* **Texto del documento**
━━━━━━━━━━━━━━━━

Obtener el perdón y la absolución de los pecados está en el centro de la tradición judeocristiana. El Día de la Expiación (Yom Kippur) es la principal fiesta del calendario judío: ella marca el final de los "Diez Días del Arrepentimiento", cuando Dios perdona a quienes se han arrepentido de sus pecados y adoptan el compromiso de actuar en el año nuevo con la conciencia limpia. Lo mismo ocurre en el catolicismo, como se ha encargado de recordarlo recientemente el Papa Francisco en la bula Misericordiae vultus, y luego en los acuerdos del Sínodo sobre la familia. Los confesores, señala, deben recoger "la invocación de ayuda y la petición de perdón", y "ser siempre, en todas partes, en cada situación y a pesar de todo, el signo del primado de la misericordia". El perdón y la indulgencia, sin embargo, no son otorgados sin condiciones: exigen un genuino arrepentimiento, la reparación del mal cometido, y la voluntad de no reincidir en las mismas conductas; en otras palabras, exigen una transformación.

━━━━━━━━━━━━━━━━

* **Extracto de datos**
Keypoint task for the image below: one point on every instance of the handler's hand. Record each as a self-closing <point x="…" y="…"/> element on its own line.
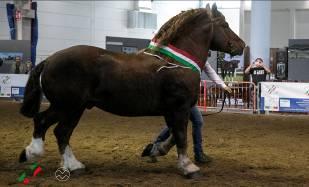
<point x="227" y="89"/>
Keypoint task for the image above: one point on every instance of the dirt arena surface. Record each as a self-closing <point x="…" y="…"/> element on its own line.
<point x="247" y="150"/>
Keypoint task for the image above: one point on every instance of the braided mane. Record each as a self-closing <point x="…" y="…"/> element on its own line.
<point x="179" y="25"/>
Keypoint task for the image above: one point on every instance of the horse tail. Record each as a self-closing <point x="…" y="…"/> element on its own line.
<point x="33" y="93"/>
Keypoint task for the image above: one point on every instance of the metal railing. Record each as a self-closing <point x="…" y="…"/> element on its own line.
<point x="242" y="98"/>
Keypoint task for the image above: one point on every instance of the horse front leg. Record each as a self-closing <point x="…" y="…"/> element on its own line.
<point x="179" y="122"/>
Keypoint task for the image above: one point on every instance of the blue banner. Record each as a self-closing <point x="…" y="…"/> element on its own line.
<point x="11" y="20"/>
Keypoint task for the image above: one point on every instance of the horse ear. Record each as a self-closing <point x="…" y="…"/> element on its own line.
<point x="208" y="7"/>
<point x="214" y="8"/>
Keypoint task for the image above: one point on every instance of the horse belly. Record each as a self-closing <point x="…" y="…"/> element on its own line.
<point x="129" y="105"/>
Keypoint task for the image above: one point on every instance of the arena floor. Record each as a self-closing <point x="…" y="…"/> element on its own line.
<point x="248" y="150"/>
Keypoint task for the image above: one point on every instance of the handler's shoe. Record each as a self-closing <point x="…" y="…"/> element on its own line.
<point x="202" y="158"/>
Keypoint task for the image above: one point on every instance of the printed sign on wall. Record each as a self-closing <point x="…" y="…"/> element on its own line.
<point x="284" y="96"/>
<point x="12" y="85"/>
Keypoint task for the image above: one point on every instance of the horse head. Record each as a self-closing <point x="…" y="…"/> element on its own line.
<point x="196" y="31"/>
<point x="224" y="39"/>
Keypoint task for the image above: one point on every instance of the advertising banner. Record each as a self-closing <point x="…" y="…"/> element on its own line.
<point x="12" y="85"/>
<point x="284" y="96"/>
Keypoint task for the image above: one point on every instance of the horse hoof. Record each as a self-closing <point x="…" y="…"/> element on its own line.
<point x="147" y="150"/>
<point x="194" y="175"/>
<point x="78" y="172"/>
<point x="22" y="156"/>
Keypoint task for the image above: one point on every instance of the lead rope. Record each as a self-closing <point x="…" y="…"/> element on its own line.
<point x="169" y="63"/>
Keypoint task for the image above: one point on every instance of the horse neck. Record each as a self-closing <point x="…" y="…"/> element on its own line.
<point x="194" y="48"/>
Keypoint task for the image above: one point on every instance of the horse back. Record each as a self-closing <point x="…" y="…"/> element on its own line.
<point x="119" y="83"/>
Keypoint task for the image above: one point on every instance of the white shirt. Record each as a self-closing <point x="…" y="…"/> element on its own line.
<point x="211" y="73"/>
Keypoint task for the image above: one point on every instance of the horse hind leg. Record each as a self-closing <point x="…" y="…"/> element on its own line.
<point x="179" y="121"/>
<point x="42" y="121"/>
<point x="63" y="132"/>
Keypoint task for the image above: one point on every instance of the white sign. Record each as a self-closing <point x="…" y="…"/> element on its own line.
<point x="285" y="96"/>
<point x="12" y="84"/>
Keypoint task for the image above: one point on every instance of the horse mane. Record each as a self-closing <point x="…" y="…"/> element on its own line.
<point x="179" y="24"/>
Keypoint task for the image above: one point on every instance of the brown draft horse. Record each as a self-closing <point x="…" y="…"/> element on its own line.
<point x="83" y="77"/>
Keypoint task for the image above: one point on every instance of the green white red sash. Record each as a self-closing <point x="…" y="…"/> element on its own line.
<point x="179" y="55"/>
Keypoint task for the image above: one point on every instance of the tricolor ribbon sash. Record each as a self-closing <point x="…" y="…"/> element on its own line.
<point x="177" y="54"/>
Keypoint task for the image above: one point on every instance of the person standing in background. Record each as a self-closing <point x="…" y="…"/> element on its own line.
<point x="258" y="71"/>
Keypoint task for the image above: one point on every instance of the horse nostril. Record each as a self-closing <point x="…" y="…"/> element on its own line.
<point x="230" y="44"/>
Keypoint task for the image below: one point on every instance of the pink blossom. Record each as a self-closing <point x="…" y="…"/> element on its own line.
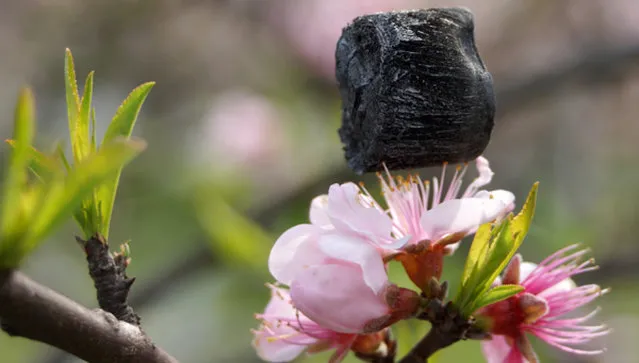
<point x="351" y="230"/>
<point x="338" y="280"/>
<point x="421" y="216"/>
<point x="285" y="332"/>
<point x="414" y="214"/>
<point x="541" y="309"/>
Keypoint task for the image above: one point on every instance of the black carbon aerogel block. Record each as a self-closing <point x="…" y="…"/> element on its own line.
<point x="414" y="91"/>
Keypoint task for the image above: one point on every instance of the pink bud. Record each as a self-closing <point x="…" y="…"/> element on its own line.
<point x="337" y="297"/>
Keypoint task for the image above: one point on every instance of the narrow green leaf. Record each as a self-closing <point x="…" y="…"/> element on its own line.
<point x="65" y="195"/>
<point x="496" y="294"/>
<point x="521" y="223"/>
<point x="121" y="126"/>
<point x="16" y="178"/>
<point x="471" y="289"/>
<point x="94" y="145"/>
<point x="126" y="115"/>
<point x="481" y="240"/>
<point x="498" y="258"/>
<point x="63" y="158"/>
<point x="73" y="101"/>
<point x="80" y="138"/>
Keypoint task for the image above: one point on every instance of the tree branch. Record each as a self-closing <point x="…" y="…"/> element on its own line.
<point x="33" y="311"/>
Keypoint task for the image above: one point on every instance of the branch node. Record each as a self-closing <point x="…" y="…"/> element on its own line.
<point x="108" y="272"/>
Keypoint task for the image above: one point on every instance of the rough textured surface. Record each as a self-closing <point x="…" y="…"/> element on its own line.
<point x="415" y="92"/>
<point x="33" y="311"/>
<point x="109" y="277"/>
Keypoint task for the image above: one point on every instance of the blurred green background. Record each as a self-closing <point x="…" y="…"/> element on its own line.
<point x="242" y="126"/>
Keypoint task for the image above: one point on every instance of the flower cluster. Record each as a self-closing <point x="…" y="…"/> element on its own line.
<point x="540" y="309"/>
<point x="333" y="291"/>
<point x="336" y="266"/>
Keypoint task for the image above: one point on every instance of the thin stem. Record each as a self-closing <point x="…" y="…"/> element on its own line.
<point x="33" y="311"/>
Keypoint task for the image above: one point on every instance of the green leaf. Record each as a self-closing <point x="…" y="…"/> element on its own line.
<point x="16" y="177"/>
<point x="496" y="294"/>
<point x="121" y="126"/>
<point x="66" y="194"/>
<point x="126" y="115"/>
<point x="470" y="289"/>
<point x="63" y="158"/>
<point x="73" y="103"/>
<point x="80" y="141"/>
<point x="43" y="166"/>
<point x="478" y="246"/>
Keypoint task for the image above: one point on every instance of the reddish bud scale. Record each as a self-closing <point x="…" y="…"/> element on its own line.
<point x="369" y="343"/>
<point x="506" y="317"/>
<point x="422" y="266"/>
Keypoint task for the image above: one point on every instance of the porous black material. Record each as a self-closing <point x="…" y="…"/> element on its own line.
<point x="415" y="92"/>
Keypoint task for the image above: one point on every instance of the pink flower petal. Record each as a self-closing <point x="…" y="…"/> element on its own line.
<point x="347" y="212"/>
<point x="276" y="350"/>
<point x="485" y="176"/>
<point x="294" y="250"/>
<point x="276" y="341"/>
<point x="460" y="215"/>
<point x="361" y="253"/>
<point x="336" y="297"/>
<point x="496" y="349"/>
<point x="319" y="212"/>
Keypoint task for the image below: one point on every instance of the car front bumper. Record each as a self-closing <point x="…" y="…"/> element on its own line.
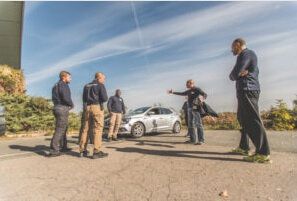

━━━━━━━━━━━━━━━━

* **Instrucciones de trabajo**
(a) Según el texto sobre el perdón de los pecados, ¿qué marca el Día de la Expiación?
(b) Prosigue el texto sobre el perdón de los pecados a partir de su última oración.

* **Resultados por tarea**
(a) El final de los "Diez Días del Arrepentimiento".

(b)
¿Hay que pedir perdón? Y si es así: ¿quién, cuándo, cómo? Esta es la encrucijada que han enfrentado y seguirán enfrentando líderes y corporaciones de índole empresarial, política y espiritual cuando salen a la luz prácticas que atentan contra la ley y los valores que ellas mismas dicen defender. Al momento de discernir, algunos se inspirarán en la enseñanza religiosa, pero a otros esto quizás no resulte muy confiable, y preferirían una orientación secular y pragmática. De ahí que resulta interesante lo que señala un artículo aparecido en la prestigiosa Harvard Business Review (HBR), en su edición de septiembre, sobre cómo y cuándo las organizaciones deben pedir disculpas.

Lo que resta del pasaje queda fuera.